▶ Records provided

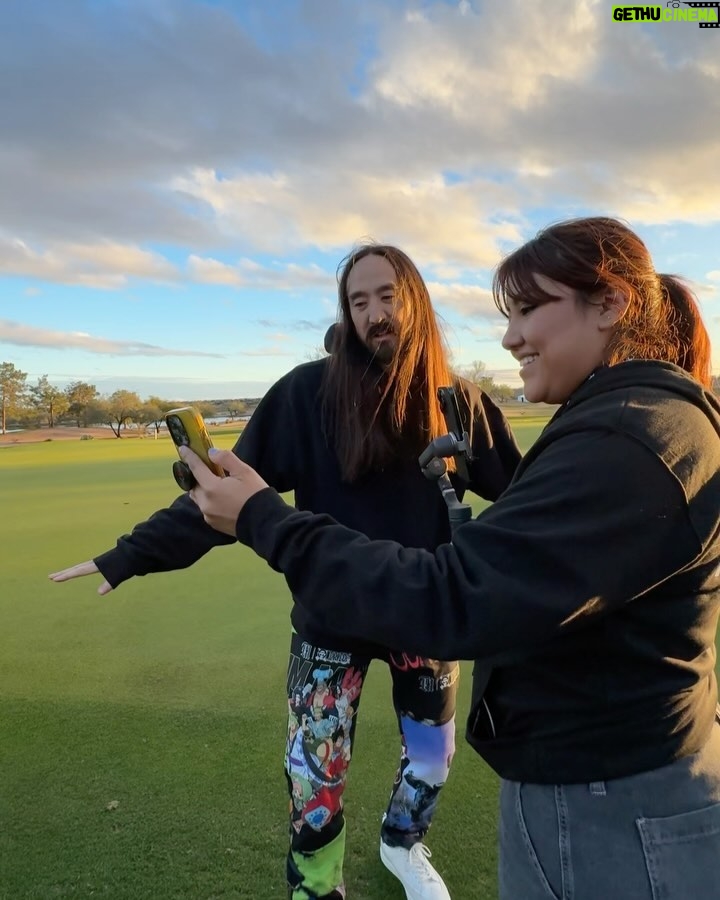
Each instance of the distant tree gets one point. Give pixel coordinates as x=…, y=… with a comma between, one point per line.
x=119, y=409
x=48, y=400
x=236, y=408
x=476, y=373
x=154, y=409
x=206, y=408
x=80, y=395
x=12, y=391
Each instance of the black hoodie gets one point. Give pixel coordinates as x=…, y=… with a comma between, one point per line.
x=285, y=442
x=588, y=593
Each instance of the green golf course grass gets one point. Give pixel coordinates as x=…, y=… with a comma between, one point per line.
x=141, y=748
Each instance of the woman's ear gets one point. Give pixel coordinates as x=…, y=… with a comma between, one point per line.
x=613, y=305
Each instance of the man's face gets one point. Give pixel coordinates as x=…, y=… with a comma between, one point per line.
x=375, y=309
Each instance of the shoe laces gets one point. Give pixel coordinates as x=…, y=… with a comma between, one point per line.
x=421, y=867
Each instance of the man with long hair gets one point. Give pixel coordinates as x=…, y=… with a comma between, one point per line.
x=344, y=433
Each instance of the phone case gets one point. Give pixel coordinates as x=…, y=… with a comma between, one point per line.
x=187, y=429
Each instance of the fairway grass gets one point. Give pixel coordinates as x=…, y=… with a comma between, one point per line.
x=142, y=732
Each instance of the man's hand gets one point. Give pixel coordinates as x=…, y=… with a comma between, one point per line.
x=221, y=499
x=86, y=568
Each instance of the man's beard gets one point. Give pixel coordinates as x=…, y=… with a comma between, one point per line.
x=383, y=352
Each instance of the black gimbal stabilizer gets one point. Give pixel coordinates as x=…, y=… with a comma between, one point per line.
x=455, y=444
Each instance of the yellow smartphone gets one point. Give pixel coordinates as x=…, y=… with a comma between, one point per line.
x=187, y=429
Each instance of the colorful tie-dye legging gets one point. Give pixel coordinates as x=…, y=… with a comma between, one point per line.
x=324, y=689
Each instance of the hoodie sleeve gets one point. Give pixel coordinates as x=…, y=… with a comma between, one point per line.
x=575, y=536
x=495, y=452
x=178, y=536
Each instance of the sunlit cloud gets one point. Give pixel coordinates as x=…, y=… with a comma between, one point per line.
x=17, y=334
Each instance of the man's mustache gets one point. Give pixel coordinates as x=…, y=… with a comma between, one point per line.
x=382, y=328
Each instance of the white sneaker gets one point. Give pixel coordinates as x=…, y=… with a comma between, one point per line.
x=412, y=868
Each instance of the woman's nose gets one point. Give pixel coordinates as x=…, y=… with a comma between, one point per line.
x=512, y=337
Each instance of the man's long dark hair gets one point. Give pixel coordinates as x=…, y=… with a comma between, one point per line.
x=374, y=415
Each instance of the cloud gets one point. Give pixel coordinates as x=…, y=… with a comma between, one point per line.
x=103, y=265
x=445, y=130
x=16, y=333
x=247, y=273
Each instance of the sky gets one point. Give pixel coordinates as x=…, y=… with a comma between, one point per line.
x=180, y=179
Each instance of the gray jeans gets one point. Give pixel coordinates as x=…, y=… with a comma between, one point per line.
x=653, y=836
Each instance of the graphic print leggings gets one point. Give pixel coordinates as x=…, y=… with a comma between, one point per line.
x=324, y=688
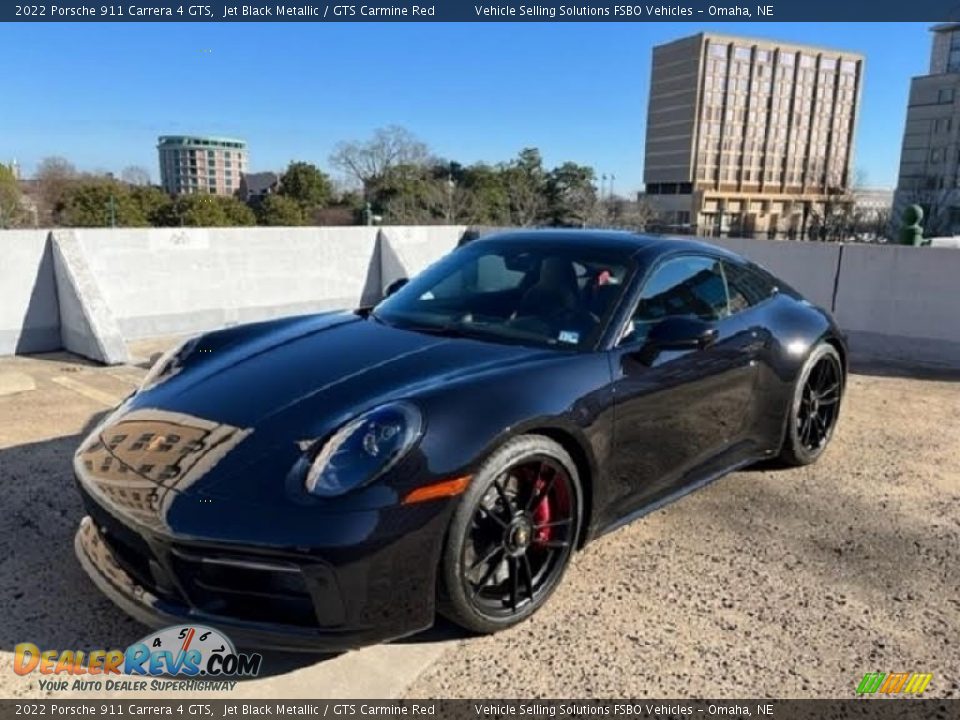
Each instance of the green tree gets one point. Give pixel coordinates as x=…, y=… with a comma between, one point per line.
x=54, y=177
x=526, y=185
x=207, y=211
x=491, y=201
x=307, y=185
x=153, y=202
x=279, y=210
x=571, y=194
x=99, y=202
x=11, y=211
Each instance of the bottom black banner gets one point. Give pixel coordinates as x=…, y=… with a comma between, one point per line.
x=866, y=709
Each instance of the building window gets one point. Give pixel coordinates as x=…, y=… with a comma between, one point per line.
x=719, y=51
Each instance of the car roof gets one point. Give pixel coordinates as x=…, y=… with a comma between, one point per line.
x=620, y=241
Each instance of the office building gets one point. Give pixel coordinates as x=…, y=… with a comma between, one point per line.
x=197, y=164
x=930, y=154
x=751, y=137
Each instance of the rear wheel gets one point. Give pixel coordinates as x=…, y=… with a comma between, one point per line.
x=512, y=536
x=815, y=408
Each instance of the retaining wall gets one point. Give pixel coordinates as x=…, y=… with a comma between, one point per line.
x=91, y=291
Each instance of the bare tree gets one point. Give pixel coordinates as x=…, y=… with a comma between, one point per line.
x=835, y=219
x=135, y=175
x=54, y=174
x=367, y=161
---
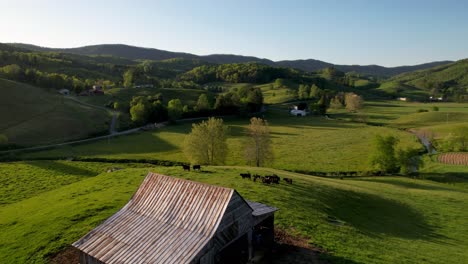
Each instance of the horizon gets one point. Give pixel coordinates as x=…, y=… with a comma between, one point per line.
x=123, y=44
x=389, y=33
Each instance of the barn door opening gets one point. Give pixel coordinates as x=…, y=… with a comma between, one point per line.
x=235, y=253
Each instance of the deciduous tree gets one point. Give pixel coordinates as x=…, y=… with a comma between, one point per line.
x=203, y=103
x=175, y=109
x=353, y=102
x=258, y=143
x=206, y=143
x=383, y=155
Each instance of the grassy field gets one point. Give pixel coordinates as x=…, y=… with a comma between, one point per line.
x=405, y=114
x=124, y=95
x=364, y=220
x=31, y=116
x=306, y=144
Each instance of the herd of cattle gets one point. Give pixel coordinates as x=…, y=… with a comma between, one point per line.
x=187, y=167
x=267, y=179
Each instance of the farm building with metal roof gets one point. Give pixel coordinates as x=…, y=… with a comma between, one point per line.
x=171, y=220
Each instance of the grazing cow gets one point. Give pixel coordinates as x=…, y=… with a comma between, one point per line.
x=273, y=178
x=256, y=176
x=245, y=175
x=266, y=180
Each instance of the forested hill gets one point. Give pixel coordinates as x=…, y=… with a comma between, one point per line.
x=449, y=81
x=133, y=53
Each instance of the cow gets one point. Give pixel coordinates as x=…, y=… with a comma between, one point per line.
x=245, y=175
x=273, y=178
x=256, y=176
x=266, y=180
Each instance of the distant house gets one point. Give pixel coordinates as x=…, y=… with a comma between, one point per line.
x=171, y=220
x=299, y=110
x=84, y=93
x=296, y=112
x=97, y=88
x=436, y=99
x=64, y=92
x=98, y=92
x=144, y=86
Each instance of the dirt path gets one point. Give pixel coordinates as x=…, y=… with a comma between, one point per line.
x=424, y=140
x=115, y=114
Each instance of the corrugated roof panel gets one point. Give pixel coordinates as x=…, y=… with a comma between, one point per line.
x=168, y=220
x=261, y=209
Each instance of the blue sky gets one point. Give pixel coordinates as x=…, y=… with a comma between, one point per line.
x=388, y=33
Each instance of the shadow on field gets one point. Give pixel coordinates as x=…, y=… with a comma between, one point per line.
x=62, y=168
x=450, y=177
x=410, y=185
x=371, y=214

▶ Task brief
Can you give the items again from the line with "Each instance of the car" through the line with "x=91, y=291", replacing "rear wheel" with "front wheel" and leaving everything else as it is?

▶ Result of the task
Each instance of the car roof gets one point. Give pixel coordinates as x=…, y=… with a comma between, one point per line.
x=620, y=241
Each instance of the office building gets one point. Give pixel coordinates as x=…, y=… with a comma between, one point per line.
x=197, y=164
x=930, y=154
x=751, y=137
Each instance of the front wheel gets one point. Give pixel coordinates as x=…, y=… with a comma between, one point per line.
x=512, y=536
x=815, y=408
Each instance of the retaining wall gets one point. Give pixel coordinates as x=…, y=… with a comma between, one point per line.
x=91, y=291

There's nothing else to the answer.